[Items from a dataset]
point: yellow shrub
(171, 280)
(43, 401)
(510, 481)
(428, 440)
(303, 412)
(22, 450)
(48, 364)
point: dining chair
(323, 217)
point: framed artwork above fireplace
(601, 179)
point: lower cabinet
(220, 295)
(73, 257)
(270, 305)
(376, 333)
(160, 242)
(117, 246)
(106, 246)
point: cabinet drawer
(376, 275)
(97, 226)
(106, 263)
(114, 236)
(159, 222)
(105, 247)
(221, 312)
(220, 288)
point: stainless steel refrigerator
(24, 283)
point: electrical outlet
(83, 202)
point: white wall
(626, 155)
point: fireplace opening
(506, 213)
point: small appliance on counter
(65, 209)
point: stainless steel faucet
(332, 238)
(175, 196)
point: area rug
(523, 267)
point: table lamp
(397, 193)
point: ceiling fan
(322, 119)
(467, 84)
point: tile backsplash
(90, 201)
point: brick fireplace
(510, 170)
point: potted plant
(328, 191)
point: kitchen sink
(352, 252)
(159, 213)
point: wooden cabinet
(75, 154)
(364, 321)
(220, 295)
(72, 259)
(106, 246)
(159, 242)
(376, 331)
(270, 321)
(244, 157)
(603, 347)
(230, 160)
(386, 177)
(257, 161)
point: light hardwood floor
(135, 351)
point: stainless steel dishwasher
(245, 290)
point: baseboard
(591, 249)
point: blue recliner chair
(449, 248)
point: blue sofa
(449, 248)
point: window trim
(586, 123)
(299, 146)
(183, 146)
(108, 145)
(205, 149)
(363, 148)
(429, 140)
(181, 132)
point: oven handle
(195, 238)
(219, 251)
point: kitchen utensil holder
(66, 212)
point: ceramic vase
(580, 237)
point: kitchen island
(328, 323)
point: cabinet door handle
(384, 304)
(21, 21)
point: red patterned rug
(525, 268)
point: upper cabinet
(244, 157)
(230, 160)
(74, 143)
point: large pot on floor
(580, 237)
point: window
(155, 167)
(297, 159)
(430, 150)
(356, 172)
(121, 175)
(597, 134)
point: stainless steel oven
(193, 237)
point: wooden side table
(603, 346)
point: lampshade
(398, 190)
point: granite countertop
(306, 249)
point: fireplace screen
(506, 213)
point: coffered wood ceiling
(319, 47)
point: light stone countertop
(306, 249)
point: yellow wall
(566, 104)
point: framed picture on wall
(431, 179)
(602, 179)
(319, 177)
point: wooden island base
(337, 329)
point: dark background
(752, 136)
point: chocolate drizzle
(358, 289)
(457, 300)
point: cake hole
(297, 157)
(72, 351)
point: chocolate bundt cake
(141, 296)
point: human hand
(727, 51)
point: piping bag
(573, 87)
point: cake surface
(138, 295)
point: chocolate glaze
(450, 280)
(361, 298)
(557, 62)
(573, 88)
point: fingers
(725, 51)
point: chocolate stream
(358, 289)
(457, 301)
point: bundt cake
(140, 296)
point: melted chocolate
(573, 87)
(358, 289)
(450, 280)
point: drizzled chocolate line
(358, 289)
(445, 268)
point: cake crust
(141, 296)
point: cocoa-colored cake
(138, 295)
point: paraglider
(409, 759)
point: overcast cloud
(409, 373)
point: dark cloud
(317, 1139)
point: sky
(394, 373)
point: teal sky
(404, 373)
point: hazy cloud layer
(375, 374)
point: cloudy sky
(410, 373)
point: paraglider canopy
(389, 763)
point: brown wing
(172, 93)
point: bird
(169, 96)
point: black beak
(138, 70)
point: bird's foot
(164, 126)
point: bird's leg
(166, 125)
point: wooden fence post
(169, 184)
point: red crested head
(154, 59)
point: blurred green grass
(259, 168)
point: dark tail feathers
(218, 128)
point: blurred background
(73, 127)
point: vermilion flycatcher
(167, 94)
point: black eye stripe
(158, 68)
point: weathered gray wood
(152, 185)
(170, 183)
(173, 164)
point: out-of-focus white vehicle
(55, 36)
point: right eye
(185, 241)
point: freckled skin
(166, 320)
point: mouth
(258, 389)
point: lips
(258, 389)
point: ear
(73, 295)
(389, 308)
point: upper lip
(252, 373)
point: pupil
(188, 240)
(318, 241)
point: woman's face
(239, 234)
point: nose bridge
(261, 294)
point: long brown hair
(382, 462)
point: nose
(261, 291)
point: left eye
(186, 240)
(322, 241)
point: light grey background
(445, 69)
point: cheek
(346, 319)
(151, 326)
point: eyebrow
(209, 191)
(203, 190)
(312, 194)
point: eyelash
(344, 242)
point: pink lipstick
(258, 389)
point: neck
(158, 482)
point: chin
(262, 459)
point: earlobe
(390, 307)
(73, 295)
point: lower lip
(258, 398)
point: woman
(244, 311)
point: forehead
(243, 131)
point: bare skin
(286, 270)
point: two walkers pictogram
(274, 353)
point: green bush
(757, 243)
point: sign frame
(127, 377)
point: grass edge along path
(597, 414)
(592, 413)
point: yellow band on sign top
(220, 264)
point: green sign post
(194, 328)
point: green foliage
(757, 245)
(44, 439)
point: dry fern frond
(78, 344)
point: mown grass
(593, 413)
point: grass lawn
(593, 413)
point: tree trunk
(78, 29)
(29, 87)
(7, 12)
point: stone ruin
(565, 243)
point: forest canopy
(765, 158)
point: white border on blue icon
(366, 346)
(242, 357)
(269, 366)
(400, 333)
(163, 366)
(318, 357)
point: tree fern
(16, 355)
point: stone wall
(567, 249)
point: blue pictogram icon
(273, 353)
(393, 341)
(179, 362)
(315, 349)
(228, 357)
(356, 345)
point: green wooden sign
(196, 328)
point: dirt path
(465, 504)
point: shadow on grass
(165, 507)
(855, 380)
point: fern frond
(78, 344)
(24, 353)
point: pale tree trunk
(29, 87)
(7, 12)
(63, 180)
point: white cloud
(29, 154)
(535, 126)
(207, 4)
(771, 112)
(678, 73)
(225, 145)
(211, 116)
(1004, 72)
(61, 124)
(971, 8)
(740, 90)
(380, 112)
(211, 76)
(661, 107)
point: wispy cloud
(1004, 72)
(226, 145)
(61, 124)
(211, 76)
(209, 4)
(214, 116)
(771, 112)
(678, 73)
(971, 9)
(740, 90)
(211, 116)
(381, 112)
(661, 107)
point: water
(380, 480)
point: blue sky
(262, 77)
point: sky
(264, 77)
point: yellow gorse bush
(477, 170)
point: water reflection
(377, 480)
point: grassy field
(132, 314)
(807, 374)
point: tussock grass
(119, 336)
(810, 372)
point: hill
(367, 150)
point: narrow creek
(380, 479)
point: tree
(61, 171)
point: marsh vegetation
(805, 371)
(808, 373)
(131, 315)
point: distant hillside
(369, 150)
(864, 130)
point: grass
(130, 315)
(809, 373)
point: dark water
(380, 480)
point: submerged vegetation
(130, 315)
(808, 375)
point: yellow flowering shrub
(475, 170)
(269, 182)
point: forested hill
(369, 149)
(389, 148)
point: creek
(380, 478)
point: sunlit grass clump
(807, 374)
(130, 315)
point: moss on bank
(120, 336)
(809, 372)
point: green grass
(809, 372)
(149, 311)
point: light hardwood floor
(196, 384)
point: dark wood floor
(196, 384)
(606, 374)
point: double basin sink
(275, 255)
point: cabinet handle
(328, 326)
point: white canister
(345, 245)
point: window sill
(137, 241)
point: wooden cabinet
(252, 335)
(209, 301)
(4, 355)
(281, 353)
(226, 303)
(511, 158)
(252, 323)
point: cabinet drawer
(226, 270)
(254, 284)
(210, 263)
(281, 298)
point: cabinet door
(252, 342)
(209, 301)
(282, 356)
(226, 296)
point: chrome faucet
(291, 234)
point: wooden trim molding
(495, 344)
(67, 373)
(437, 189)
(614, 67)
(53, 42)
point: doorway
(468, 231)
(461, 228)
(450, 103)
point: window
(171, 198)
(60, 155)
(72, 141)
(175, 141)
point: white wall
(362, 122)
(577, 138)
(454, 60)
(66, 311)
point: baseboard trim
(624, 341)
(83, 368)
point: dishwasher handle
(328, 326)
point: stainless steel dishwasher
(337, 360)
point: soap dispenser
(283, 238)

Problem details =
Please rewrite the listing from the line that has "point: window sill" through the end, keeping every line and adding 109 to each number in the coordinates.

Answer to the task =
point: window sill
(246, 350)
point: wooden cabinet
(361, 444)
(318, 410)
(113, 464)
(390, 462)
(335, 412)
(620, 267)
(361, 432)
point: cabinet drawer
(335, 379)
(363, 393)
(319, 372)
(390, 407)
point: cabinet door
(361, 451)
(318, 410)
(391, 465)
(335, 405)
point: chrome faucet
(400, 343)
point: wooden trim molding
(604, 453)
(176, 482)
(546, 298)
(723, 176)
(162, 151)
point: doorway
(577, 340)
(570, 337)
(559, 212)
point: window
(280, 307)
(169, 264)
(181, 250)
(284, 250)
point: white wall
(471, 231)
(686, 247)
(563, 169)
(175, 420)
point: baseboard trim
(733, 450)
(192, 477)
point: dishwasher handle
(437, 435)
point: stainless steel dishwasher
(446, 469)
point: soap dispenser
(392, 347)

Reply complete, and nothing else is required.